• **Assigned task**: Your task is to find every line of the listing that includes "below" and copy it.

───── Source data

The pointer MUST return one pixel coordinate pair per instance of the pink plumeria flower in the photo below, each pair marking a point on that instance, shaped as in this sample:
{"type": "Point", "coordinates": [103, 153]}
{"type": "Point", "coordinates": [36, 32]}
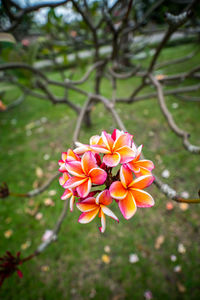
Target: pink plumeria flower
{"type": "Point", "coordinates": [140, 167]}
{"type": "Point", "coordinates": [68, 193]}
{"type": "Point", "coordinates": [82, 148]}
{"type": "Point", "coordinates": [67, 156]}
{"type": "Point", "coordinates": [130, 192]}
{"type": "Point", "coordinates": [86, 172]}
{"type": "Point", "coordinates": [116, 148]}
{"type": "Point", "coordinates": [90, 207]}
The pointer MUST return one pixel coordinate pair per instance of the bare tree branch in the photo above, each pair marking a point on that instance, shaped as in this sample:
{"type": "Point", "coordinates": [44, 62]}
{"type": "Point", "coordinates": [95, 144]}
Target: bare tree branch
{"type": "Point", "coordinates": [183, 134]}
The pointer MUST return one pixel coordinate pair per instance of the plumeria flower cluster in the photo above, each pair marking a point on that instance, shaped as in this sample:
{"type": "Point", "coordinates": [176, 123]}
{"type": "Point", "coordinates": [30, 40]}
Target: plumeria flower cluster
{"type": "Point", "coordinates": [108, 168]}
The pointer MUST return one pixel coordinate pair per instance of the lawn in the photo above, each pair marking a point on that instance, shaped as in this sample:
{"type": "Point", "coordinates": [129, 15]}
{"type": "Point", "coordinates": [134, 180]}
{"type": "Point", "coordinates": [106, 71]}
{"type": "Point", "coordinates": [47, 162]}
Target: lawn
{"type": "Point", "coordinates": [33, 135]}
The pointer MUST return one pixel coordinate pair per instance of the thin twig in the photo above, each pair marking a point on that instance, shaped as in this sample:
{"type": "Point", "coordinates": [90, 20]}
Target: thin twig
{"type": "Point", "coordinates": [183, 134]}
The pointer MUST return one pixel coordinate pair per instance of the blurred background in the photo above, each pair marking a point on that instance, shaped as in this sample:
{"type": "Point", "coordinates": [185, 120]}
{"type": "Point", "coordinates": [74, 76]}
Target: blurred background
{"type": "Point", "coordinates": [52, 54]}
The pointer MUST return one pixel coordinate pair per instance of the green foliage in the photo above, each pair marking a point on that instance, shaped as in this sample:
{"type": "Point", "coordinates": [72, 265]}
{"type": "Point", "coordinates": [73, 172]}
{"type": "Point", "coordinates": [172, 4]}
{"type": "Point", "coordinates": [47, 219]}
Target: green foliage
{"type": "Point", "coordinates": [76, 269]}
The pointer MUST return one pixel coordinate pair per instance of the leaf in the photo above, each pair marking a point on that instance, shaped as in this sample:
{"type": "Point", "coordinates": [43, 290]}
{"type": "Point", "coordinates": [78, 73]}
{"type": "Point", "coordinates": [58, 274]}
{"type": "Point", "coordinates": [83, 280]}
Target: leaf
{"type": "Point", "coordinates": [7, 37]}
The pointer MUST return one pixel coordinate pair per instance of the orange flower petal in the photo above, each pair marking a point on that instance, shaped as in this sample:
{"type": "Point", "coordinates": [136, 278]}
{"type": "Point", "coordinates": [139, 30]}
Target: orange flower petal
{"type": "Point", "coordinates": [94, 140]}
{"type": "Point", "coordinates": [74, 182]}
{"type": "Point", "coordinates": [75, 168]}
{"type": "Point", "coordinates": [103, 223]}
{"type": "Point", "coordinates": [127, 206]}
{"type": "Point", "coordinates": [142, 182]}
{"type": "Point", "coordinates": [112, 160]}
{"type": "Point", "coordinates": [116, 134]}
{"type": "Point", "coordinates": [108, 141]}
{"type": "Point", "coordinates": [126, 176]}
{"type": "Point", "coordinates": [85, 207]}
{"type": "Point", "coordinates": [88, 162]}
{"type": "Point", "coordinates": [67, 194]}
{"type": "Point", "coordinates": [98, 175]}
{"type": "Point", "coordinates": [142, 198]}
{"type": "Point", "coordinates": [121, 141]}
{"type": "Point", "coordinates": [72, 156]}
{"type": "Point", "coordinates": [87, 217]}
{"type": "Point", "coordinates": [146, 164]}
{"type": "Point", "coordinates": [139, 150]}
{"type": "Point", "coordinates": [117, 190]}
{"type": "Point", "coordinates": [99, 149]}
{"type": "Point", "coordinates": [109, 213]}
{"type": "Point", "coordinates": [71, 203]}
{"type": "Point", "coordinates": [126, 154]}
{"type": "Point", "coordinates": [104, 198]}
{"type": "Point", "coordinates": [84, 189]}
{"type": "Point", "coordinates": [64, 156]}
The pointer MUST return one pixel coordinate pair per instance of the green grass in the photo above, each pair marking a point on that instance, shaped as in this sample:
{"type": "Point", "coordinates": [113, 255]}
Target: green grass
{"type": "Point", "coordinates": [76, 270]}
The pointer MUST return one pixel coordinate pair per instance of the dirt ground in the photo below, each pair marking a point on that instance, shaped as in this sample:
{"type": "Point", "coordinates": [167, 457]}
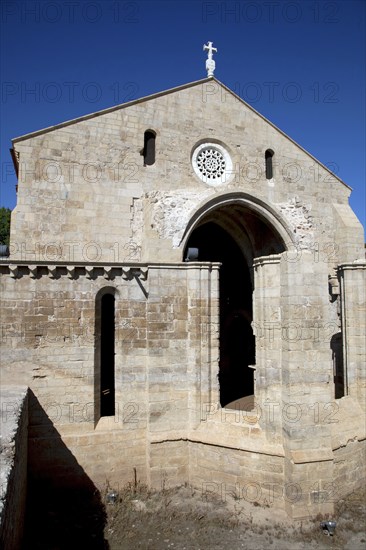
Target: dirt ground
{"type": "Point", "coordinates": [180, 519]}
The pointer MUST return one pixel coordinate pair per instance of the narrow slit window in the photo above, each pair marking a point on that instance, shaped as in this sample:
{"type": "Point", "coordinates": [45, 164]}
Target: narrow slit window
{"type": "Point", "coordinates": [149, 147]}
{"type": "Point", "coordinates": [269, 164]}
{"type": "Point", "coordinates": [107, 339]}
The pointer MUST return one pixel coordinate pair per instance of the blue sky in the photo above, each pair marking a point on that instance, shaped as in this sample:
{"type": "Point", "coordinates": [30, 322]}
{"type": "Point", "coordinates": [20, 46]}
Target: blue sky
{"type": "Point", "coordinates": [299, 63]}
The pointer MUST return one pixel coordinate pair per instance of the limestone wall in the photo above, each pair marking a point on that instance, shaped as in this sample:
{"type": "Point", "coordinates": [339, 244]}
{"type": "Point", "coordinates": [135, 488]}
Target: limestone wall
{"type": "Point", "coordinates": [13, 464]}
{"type": "Point", "coordinates": [84, 193]}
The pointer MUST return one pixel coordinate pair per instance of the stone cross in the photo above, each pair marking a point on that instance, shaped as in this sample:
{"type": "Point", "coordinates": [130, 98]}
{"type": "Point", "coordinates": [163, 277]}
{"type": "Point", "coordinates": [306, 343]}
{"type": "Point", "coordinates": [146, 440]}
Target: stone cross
{"type": "Point", "coordinates": [210, 63]}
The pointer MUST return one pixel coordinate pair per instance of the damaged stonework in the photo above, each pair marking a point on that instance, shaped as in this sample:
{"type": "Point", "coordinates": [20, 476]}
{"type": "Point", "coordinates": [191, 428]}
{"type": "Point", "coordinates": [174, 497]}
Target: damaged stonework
{"type": "Point", "coordinates": [172, 212]}
{"type": "Point", "coordinates": [300, 221]}
{"type": "Point", "coordinates": [13, 464]}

──────────

• **Result of this exercise**:
The pointer MUST return one pixel coordinate pair per instance of the pink plumeria flower in the photo below, each pair marking a point on that instance, shaped as in this sample:
The pointer MUST return one pixel coordinate pair per instance of the dirt ground in the photo below, each pair marking a point on that instance, shaped as in this sample:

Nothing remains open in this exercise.